#### Testo estratto
◆ ◆ ◆

Le voci afgane che puntano il dito contro i Talebani

Un atteggiamento anche rischioso, in patria. Numerosi ex leader e personalità influenti afgane hanno “rimproverato” ai Talebani la vacuità delle loro risposte. Tra questi l’ex governatore della provincia di Balkh, Ata Mohammad Noor che ha pubblicato un video, contenente un audio in cui la voce di una donna invita i Talebani a difendere Gaza.

Anche la voce di una donna, Mariam Solaimankhil, parlamentare afghana, si è unita al coro delle critiche, incalzando i Talebani con le sue richieste di unirsi alla lotta palestinese. Singolare un suo tweet che commenta un documento-non ancora verificato- che impedirebbe alla leadership ideologica dei mujaheddin di abbandonare il Paese per andare a combattere a Gaza. Un divieto che verrebbe punito a norma di legge. La parlamentare si scaglia contro questo presunto provvedimento, accusando “il vero volto dei Talebani” di essere buono solo a “uccidere gli Afghani”.

◆ ◆ ◆

#### Materiale fornito
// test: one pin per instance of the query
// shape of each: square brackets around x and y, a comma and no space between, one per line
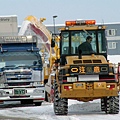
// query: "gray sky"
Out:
[106,11]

◆ ◆ ◆

#### Compito assegnato
Riscrivi il passo del testo estratto che comincia con "Le voci afgane" e va avanti fino a "a difendere Gaza.", sostituendo "Talebani" con "Taliban". L'elenco viene da un'altra fonte.

#### Risultato
Le voci afgane che puntano il dito contro i Taliban

Un atteggiamento anche rischioso, in patria. Numerosi ex leader e personalità influenti afgane hanno “rimproverato” ai Taliban la vacuità delle loro risposte. Tra questi l’ex governatore della provincia di Balkh, Ata Mohammad Noor che ha pubblicato un video, contenente un audio in cui la voce di una donna invita i Taliban a difendere Gaza.